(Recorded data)
## START
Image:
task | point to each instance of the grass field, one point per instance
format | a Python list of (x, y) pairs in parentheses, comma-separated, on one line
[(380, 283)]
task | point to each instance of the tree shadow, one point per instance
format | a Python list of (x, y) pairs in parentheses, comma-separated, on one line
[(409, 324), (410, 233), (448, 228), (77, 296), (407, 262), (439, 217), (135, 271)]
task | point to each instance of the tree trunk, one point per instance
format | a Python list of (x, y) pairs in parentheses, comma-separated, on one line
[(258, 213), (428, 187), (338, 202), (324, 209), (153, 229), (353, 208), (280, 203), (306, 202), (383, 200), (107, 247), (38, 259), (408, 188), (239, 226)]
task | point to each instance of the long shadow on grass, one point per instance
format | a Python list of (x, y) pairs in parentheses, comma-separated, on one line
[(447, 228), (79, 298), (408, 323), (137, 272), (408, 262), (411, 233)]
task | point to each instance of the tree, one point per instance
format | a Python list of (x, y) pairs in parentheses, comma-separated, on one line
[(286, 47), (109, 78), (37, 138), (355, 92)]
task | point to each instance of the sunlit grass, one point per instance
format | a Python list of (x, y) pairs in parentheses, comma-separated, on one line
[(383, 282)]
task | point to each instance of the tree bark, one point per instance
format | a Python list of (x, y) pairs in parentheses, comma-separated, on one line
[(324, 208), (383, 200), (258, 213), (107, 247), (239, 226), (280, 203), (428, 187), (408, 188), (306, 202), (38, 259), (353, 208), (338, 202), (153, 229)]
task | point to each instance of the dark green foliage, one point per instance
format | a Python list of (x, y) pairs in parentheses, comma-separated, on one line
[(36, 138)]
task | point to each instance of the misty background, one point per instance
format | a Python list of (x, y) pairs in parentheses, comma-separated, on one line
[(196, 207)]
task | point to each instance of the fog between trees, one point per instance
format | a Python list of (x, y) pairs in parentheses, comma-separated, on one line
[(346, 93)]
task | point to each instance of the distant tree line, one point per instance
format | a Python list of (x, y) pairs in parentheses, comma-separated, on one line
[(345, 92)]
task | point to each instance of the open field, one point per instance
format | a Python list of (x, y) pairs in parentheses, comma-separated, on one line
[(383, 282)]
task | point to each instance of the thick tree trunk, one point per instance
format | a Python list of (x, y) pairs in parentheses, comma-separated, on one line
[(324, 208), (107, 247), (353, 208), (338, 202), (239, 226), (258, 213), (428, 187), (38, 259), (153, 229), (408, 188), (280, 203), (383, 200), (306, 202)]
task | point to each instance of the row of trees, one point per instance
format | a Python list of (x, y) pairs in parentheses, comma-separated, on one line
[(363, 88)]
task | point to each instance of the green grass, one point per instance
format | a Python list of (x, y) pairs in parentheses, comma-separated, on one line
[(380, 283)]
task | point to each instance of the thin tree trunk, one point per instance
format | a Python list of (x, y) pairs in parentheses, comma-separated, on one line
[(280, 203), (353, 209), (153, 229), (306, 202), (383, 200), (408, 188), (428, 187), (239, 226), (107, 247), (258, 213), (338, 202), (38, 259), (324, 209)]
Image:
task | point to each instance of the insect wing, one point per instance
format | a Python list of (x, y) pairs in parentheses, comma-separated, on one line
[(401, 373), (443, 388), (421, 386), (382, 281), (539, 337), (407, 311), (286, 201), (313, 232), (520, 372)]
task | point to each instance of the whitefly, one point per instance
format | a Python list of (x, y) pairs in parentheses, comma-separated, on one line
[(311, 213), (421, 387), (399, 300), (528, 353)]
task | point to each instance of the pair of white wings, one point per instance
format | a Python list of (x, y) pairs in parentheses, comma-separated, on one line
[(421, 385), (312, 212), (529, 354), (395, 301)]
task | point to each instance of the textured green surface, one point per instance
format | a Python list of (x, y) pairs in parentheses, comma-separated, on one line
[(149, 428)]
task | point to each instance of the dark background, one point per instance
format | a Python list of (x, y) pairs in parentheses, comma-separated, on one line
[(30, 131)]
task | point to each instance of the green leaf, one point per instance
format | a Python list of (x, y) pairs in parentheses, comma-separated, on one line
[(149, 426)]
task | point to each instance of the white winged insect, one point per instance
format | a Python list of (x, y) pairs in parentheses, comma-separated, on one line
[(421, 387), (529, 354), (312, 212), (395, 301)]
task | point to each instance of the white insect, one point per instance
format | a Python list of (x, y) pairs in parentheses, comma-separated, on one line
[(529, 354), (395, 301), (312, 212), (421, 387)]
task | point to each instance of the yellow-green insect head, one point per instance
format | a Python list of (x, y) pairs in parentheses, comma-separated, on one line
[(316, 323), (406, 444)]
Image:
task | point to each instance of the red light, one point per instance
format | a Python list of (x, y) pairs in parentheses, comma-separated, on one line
## END
(Written request) Reproduce the entries above exactly.

(Expected answer)
Image:
task | point to each instance of the grass field, one point per instance
format | a Python list of (x, y) pairs in parentheses, comma-separated, on one line
[(380, 283)]
task | point to each instance of the tree shadow, one point per instance
format | a Python list of (x, y) pairs in parentheses, comma-separated, on one line
[(409, 324), (410, 233), (448, 228), (77, 296), (407, 262), (439, 217), (135, 271)]
task | point to each instance of the tree trunk, one point per instance
format | a Python list of (x, y) pairs in parentheses, comma-separated, on one line
[(258, 213), (428, 187), (338, 202), (324, 209), (153, 229), (353, 208), (280, 203), (306, 202), (383, 200), (107, 247), (38, 259), (408, 188), (239, 226)]
task | point to each instance of the long shadow on grass, one point per instance
format | a Python list of (x, y) pairs in parentheses, comma-separated, on one line
[(447, 228), (79, 298), (408, 323), (137, 272), (408, 262), (411, 233)]
task | point to each instance of the tree, one point per instance
format | a Python list of (x, y) pairs in parentheses, comma-separated, on one line
[(286, 47), (109, 78), (37, 138), (355, 92)]
task | point to each instance of the sunlit grass, one point per instance
format | a Python list of (x, y) pairs in parentheses, comma-separated, on one line
[(383, 282)]
task | point to each instance of the tree bark, one point per instance
format | a Python list of (x, y) pairs in parentheses, comma-separated, on one line
[(324, 208), (383, 200), (258, 213), (107, 247), (239, 226), (280, 203), (428, 187), (408, 188), (306, 202), (38, 259), (353, 208), (338, 202), (153, 229)]
task | point to each instance of the dark green foliage, one point per instance
format | a Python list of (x, y) pairs in parentheses, comma-separated, on one line
[(36, 138)]
task | point to each instance of the misty background, one point per instance
format | a Python list of (x, y) pairs in parentheses, comma-separated, on one line
[(196, 207)]
task | point to each instance of the fog between trees, one point per instance
format | a Python list of (x, y) pairs in parentheses, comma-separated, on one line
[(346, 93)]
task | point to each instance of the distant tree line, one point per instance
format | a Python list of (x, y) pairs in parentheses, comma-separated, on one line
[(345, 92)]
task | point to each instance of the open field, one point per instance
format | a Python list of (x, y) pairs in parentheses, comma-separated, on one line
[(383, 282)]
task | point to each instance of the thick tree trunk, one point per instance
format | a Python list of (x, y) pairs in parentheses, comma-separated, on one line
[(324, 208), (107, 247), (353, 208), (338, 202), (239, 226), (258, 213), (428, 187), (38, 259), (153, 229), (408, 188), (280, 203), (383, 200), (306, 202)]
task | point to each instance of the row of trees, one point per instance
format | a Python list of (x, y) pairs in parentheses, comma-separated, on one line
[(363, 88)]
task | point to each instance of the green grass, one point per instance
format | a Python list of (x, y) pairs in parentheses, comma-separated, on one line
[(380, 283)]
task | point to each instance of the thin tree trunk, one point per instance
format | a Python list of (x, y) pairs in parentheses, comma-separated, on one line
[(280, 203), (353, 209), (153, 229), (306, 202), (383, 200), (408, 188), (428, 187), (239, 226), (107, 247), (258, 213), (338, 202), (38, 259), (324, 209)]
Image:
task | point to each instance of the insect wing, one point per instance
format | a Python list of (x, y) pairs in parentheses, comma-separated, on one line
[(401, 373), (443, 388), (421, 386), (382, 281), (539, 337), (407, 311), (286, 201), (313, 232), (520, 372)]
task | point to each instance of the whitefly, one point per instance
format | a Python list of (x, y) pairs in parentheses, comma-separated, on one line
[(311, 213), (421, 387), (399, 300), (528, 353)]
task | point to each instance of the pair of white wings, one point per instance
format | a Python list of (x, y) pairs in parentheses, comma-separated, on one line
[(421, 385), (312, 212), (529, 354), (395, 301)]
task | point to each instance of the textured green surface, one point per instance
format | a Python list of (x, y) pairs in parentheses, comma-separated, on one line
[(149, 428)]
task | point to each instance of the dark background, one point per instance
format | a Python list of (x, y) pairs in parentheses, comma-separated, on one line
[(30, 131)]
task | point to each instance of the green leaf, one point per instance
format | a Python list of (x, y) pairs in parentheses, comma-separated, on one line
[(149, 426)]
task | point to each instance of the white winged insect, one point per instance
format | a Python list of (x, y) pairs in parentheses, comma-separated, on one line
[(421, 387), (529, 354), (312, 212), (395, 301)]
task | point to each instance of the white insect, one point per instance
format | a Python list of (x, y) pairs in parentheses, comma-separated, on one line
[(529, 354), (395, 301), (312, 212), (421, 387)]
task | point to each instance of the yellow-green insect head, one point per instance
format | a Python list of (x, y) pairs in parentheses, comma-separated, on one line
[(316, 323), (406, 444)]
Image:
task | point to each instance of the red light, one point per instance
format | a Python list of (x, y) pairs in parentheses, comma-separated, on one line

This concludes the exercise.